Facts, affordances, and pertinence: who decides what an agent does — code or the model

Two complaints come up again and again about production agents. One: it confidently states things that aren’t true. Two: it keeps pushing actions at the user that don’t fit the moment. They look like separate problems. They’re actually the same mistake, made in opposite directions — a decision was handed to the model that should have been in code, or buried in code when it should have been left to the model.

The fix is a vocabulary. Every piece of information in an agent’s context plays exactly one of three roles, and the role tells you who owns it.

The three roles

Facts — “I have.” Deterministic state the agent knows to be true: the account exists, the trial ends Friday, the device isn’t connected, the user told you last week they prefer plain language. Facts are computed in code, from a source of truth. The model never derives a fact; it only reads one.

Affordances — “I could.” The closed set of platform-recognised actions available given the facts: connect a device, add a payment method, review last week’s summary. Crucially this is a set with eligibility conditions, not a ranked queue. “The device is unconnected” (a fact) is what makes “connect the device” (an affordance) eligible. Affordances are also computed in code.

■ ABOUT THIS TASK: How does the piece on facts, affordances, and pertinence in agents carry on from its last sentence? Continue it.

■ DATASET EXTRACT:
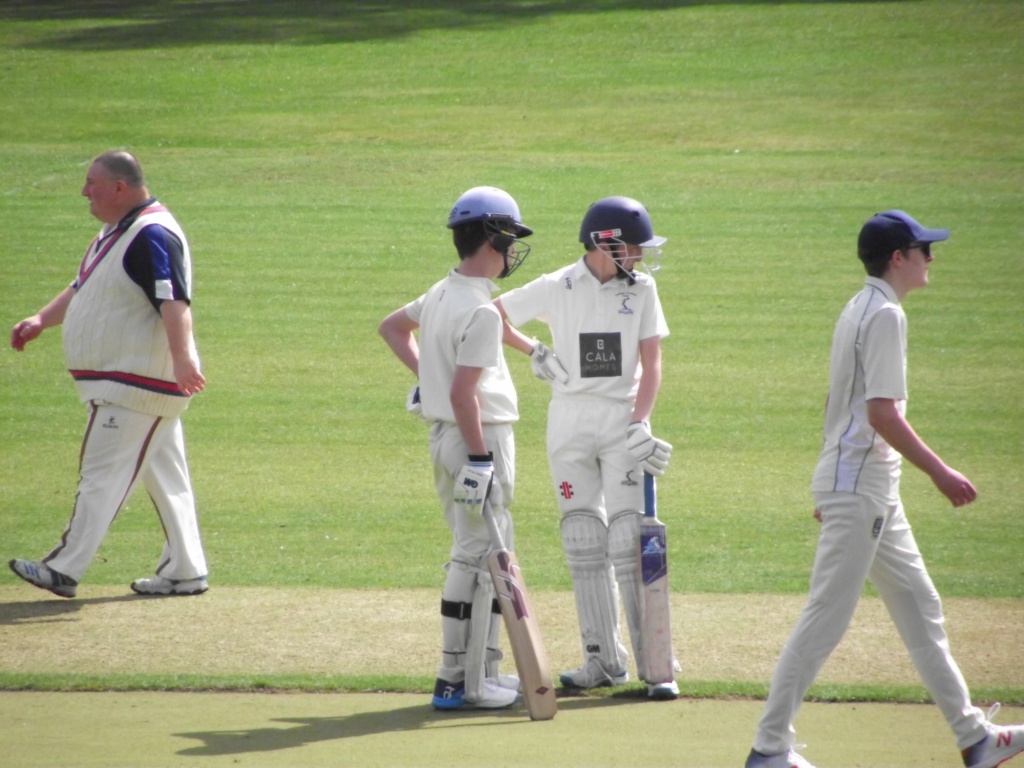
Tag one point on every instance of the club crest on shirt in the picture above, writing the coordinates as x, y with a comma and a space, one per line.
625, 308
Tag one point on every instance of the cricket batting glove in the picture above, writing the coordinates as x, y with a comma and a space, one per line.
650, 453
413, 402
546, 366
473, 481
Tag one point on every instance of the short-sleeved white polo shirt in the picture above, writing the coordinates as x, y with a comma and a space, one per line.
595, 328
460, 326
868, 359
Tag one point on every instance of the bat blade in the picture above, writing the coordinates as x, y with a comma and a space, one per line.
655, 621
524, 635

■ ANSWER TO THIS PROBLEM:
Pertinence — “I should.” Whether to surface a given affordance in this turn, and how to phrase it. This is conversational judgment over the facts, the available affordances, and the flow of the dialogue. Pertinence is the model’s job — and only the model’s job.

The three compose on every turn: the model reads the facts, sees which affordances are eligible, and decides what’s pertinent to say right now.

Why the split is the whole game

Look at what each role actually requires.

Facts and affordances demand correctness and consistency. The trial-end date must be the real date, every time. Eligibility for an action must follow the same rule on every turn. That’s exactly what code is good at and exactly what language models are bad at — ask a model to compute a billing date and it will, occasionally, invent a plausible one.

Pertinence demands reading the room. Should I bring up the unconnected device now, or is the user mid-crisis about something else? How firm should this reminder be given they just signed up yesterday? That’s exactly what large models are good at and exactly what code is miserable at — every attempt to encode “what to say next” as rules collapses into a brittle decision tree that feels robotic.

So the two failure modes map cleanly onto two boundary violations:

Confabulation is what you get when you delegate a fact to the model. Asking the LLM to decide whether an action “applies,” or to compute a date, or to determine which user a setting belongs to. Those are facts. Leave them in code.
Robotic nagging is what you get when you encode pertinence deterministically. A ranked “next best action” queue that fires regardless of the conversation. Surfacing in the moment is the one thing the model is for; a queue takes it away.

Naming things honestly

A small example of how much the vocabulary matters. We once had a field called next_actions. The name quietly implied a queue — a pre-decided priority order the agent should march through. It encouraged exactly the over-eager nudging we didn’t want.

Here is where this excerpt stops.